■ Tarefa 1 ■
As afirmações abaixo estão de acordo com o texto sobre Lira? Responda sim ou não a cada uma e cite literalmente as palavras do texto que decidem a resposta.
(a) Lira recuou ao perceber que levaria a culpa sozinho.
(b) Na coletiva, Lira afirmou que as decisões da Câmara partem somente dele.
(c) Segundo Lira, o colegiado de líderes decidiu adiar a tramitação do PL.
■ Tarefa 2 ■
Dê continuidade ao texto sobre Lira a partir da última frase.

■ Texto apresentado ■
* * * * * * *

Mas quem se deu muito mal, mesmo, foi Lira. Nos protestos de rua, o “fora, Lira” esteve em foco. Como se o presidente da Câmara fosse o único responsável pela aprovação em regime de urgência. Como se a ideia tivesse partido somente de Lira, como se ele fosse o maior interessado na defesa do projeto. Foi perceptível o oportunismo da esquerda para atacar Lira. Muito embora, a pauta dos protestos realmente constitua-se numa bandeira histórica da esquerda, foi perceptível que o progressismo tentou “matar dois coelhos com uma cajadada só”, tentando encontrar um pretexto para pedir a cabeça de Lira, o poderoso em Brasília que vive a atrapalhar os planos de Lula no Poder Legislativo.

 

Recuo tático

Como não é bobo, o presidente da Câmara sentiu a pressão e foi saindo de fininho. Percebeu que iria levar a culpa sozinho, que seria o único a desgastar-se politicamente e recuou. Na coletiva de imprensa, destacou que nada na Casa é fruto de uma decisão unilateral que parta somente dele. Lembrou que, na Câmara, todas as decisões são democráticas e, que, sendo, assim, o colegiado de líderes teria decidido adiar a tramitação do PL. “Não governo sozinho, não é verdadeira essa narrativa”, salientou.

* * * * * * *

[Registros contidos em um conjunto de dados]
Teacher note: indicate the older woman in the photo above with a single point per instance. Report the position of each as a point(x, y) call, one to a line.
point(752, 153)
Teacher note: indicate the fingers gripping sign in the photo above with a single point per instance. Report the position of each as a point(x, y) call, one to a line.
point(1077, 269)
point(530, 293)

* * * * * * *

■ Resposta 1 ■
(a) Sim: “Percebeu que iria levar a culpa sozinho, que seria o único a desgastar-se politicamente e recuou.”
(b) Não: “destacou que nada na Casa é fruto de uma decisão unilateral que parta somente dele.”
(c) Sim: “o colegiado de líderes teria decidido adiar a tramitação do PL.”

■ Resposta 2 ■
Progressistas voltam às ruas

O resultado de toda a inutilidade deste disparatado PL, criado, apenas, para afrontar uma liminar de Alexandre de Moraes contra decisão do Conselho Federal de Medicina e jogar no PT e em Lula a pecha de “abortistas”, foi o despertar dos progressistas para os protestos de rua. A esquerda, até, então, havia perdido o protagonismo nas ruas. Há anos, quem conseguia levar o povo às ruas era, somente, Bolsonaro. Dessa vez, um grotesco PL sobre aborto tardio, envolvendo estupro, inclusive, conseguiu despertar reações inesperadas não, apenas, da esquerda, mas de liberais de centro e de direita. E até de alguns conservadores mais moderados. Ficou feio para a bancada evangélica, para Arthur Lira e para os parlamentares de Centro. Estes últimos, aliás, já ensaiam uma possível desistência do voto favorável.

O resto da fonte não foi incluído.